Caught in the breast trap
In the controversial Time cover photo, there was a hint of perversity, no doubt aimed at annoying the self-righteous of both sexes and stirring them to react.
Generally speaking, it would be better to have on the covers of all the magazines in the world - and not just last week's Time Magazine - pictures of women offering their breasts to their children, whether the latter are 3, 4 or 5 years old, and not the opposite. By "the opposite," I mean women holding the bodies of children killed in a bombardment, by famine or in one or another natural disaster.
To tell the truth, in the controversial Time cover photo, there was a hint of perversity, no doubt aimed at annoying the self-righteous of both sexes and stirring them to react. What achieved the kinkiness was the sharp contrast between the nakedness of the maternal breast and the manly little face of the nursing tot, who was fully dressed.
It was this kinky effect that stirred the tempest, one that also reached our shores, eliciting two predictable kinds of reactions: the reaction of the conservative sort and the reaction of the feminist sort. One feminist declared a day of mourning and lamentation, on the grounds that pictures of this sort plunge women back into the stereotypical abyss, reinforce images from which they have long worked to disengage themselves, and essentially liberates men at the expense of women. Therefore, she said, the photographer of the picture, along with the anti-feminist woman and her son who appear in it, should be thrown into a deep pit.
The opposite reaction - in support of nursing a child until he is of an advanced age - sounds equally stupid and bizarre: Journalists were subsequently sent to every corner of the globe to interview nursing women, who suddenly felt that they and their boring lives were being given center stage. These women in turn presented to the public in a manner that was vulgar and perverted, in its own way, the list of arguments and rationales that have led them to continue to breast-feed children for a number of years.
It is difficult, truly difficult, to state a preference here: for the belligerent retorts along the lines of "Yeah, while you're nursing your kid, your husband is out having a swell time, conducting life as usual and maybe even cheating on you" - or for ponderous platitudes such as, "Listen, God gave us boobs and it is our obligation to nurse, with God's help." Both camps equally assume a priori that a woman as an individual has no ability of her own to make decisions, and needs a guiding ideology or advice from some other authoritative person about what to do with her body.

STATED TASK 1 =>
Reproduce the breastfeeding column from "To tell the" up to and including "was fully dressed.".
The breastfeeding column and the entries that follow it are unrelated material.

RECORDS FOR THIS TASK =>
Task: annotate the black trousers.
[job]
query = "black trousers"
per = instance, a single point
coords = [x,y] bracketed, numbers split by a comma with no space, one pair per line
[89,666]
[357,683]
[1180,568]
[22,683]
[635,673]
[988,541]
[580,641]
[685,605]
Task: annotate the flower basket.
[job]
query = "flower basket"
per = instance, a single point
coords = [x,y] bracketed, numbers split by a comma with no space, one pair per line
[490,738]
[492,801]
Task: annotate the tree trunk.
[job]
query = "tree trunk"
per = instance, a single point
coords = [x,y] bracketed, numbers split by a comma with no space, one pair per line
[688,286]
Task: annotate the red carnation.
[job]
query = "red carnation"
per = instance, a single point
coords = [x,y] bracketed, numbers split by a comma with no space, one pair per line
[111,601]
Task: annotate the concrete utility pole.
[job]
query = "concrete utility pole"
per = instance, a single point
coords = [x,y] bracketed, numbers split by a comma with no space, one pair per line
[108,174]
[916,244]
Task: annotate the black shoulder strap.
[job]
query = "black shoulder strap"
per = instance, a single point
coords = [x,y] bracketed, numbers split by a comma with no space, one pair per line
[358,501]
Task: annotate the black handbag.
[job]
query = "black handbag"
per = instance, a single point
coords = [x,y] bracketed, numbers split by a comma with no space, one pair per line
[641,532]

STATED TASK 2 =>
In the entries, take the lines from the line with "Task: annotate the black shoulder strap." up to and including the last line of the entries, and put "dark brown" in place of "black" with nothing else changed. Return only those lines.

TASK ANSWER 1 =>
To tell the truth, in the controversial Time cover photo, there was a hint of perversity, no doubt aimed at annoying the self-righteous of both sexes and stirring them to react. What achieved the kinkiness was the sharp contrast between the nakedness of the maternal breast and the manly little face of the nursing tot, who was fully dressed.

TASK ANSWER 2 =>
Task: annotate the dark brown shoulder strap.
[job]
query = "dark brown shoulder strap"
per = instance, a single point
coords = [x,y] bracketed, numbers split by a comma with no space, one pair per line
[358,501]
Task: annotate the dark brown handbag.
[job]
query = "dark brown handbag"
per = instance, a single point
coords = [x,y] bracketed, numbers split by a comma with no space, one pair per line
[641,532]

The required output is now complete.